■ What to work on ■
Filter the entries for the string "club". Copy each line that has it.

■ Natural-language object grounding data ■
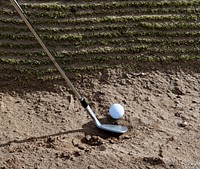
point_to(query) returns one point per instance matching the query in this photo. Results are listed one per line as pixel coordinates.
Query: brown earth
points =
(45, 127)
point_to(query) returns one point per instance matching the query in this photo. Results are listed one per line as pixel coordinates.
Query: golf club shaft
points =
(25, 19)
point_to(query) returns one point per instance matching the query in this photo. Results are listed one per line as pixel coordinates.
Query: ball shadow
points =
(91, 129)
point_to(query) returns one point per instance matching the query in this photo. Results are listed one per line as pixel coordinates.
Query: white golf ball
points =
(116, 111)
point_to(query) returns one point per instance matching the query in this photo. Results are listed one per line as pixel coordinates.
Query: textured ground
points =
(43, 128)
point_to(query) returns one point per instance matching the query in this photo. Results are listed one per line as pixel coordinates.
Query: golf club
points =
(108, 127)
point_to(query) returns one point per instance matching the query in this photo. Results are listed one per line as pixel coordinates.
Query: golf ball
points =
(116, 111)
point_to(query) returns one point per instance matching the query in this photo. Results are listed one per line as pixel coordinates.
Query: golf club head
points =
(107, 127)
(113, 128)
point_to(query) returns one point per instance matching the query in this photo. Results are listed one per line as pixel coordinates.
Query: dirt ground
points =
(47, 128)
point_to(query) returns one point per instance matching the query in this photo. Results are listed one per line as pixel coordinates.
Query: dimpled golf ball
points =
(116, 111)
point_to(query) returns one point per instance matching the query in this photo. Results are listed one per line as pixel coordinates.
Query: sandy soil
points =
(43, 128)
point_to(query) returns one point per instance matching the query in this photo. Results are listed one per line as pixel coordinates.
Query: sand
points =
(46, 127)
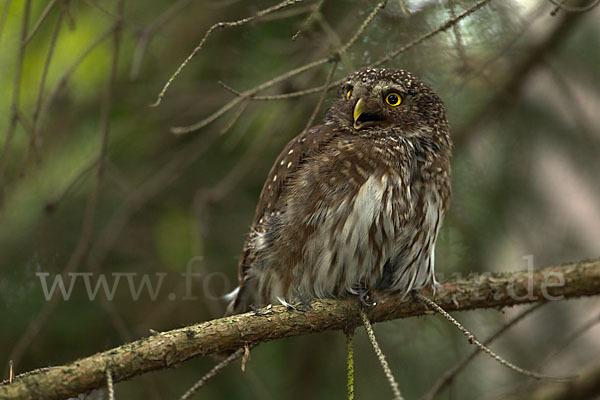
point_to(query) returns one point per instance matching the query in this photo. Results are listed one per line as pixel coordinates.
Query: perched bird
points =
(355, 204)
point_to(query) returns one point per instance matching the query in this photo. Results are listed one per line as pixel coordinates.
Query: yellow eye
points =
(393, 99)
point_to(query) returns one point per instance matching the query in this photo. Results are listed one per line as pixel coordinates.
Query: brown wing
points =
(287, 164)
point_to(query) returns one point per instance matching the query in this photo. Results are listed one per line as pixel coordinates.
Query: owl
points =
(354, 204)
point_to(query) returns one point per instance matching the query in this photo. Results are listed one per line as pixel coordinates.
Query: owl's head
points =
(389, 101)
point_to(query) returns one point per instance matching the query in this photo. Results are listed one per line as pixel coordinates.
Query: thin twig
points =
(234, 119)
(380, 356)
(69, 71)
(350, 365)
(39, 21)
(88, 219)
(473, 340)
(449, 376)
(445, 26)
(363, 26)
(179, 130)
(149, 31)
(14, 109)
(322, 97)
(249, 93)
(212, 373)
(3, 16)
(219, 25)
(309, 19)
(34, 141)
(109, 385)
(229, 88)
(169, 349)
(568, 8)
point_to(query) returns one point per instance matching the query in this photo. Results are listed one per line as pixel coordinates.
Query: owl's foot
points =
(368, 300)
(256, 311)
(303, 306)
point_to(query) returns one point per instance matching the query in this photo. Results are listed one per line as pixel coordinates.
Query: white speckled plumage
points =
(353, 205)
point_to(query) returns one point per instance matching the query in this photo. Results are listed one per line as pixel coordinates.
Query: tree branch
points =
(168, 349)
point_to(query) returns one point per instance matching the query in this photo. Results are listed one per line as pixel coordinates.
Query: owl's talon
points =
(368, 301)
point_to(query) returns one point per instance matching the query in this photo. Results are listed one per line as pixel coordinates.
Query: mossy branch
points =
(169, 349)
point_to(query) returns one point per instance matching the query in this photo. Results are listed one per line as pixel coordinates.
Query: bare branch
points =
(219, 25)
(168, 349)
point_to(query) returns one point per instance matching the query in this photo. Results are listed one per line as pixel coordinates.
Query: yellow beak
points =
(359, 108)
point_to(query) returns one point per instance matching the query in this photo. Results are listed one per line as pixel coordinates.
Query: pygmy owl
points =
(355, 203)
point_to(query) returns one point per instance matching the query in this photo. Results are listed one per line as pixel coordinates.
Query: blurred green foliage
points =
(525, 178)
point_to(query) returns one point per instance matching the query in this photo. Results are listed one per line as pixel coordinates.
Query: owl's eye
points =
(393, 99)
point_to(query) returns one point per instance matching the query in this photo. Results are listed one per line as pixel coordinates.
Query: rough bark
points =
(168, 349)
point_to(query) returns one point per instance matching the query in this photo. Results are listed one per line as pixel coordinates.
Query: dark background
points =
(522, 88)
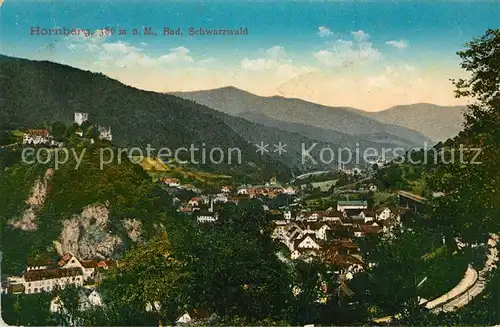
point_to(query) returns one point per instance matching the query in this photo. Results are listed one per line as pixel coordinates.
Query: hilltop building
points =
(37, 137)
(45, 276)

■ Solution for this exercise ■
Query: golf club shaft
Query: golf club
Query: golf club head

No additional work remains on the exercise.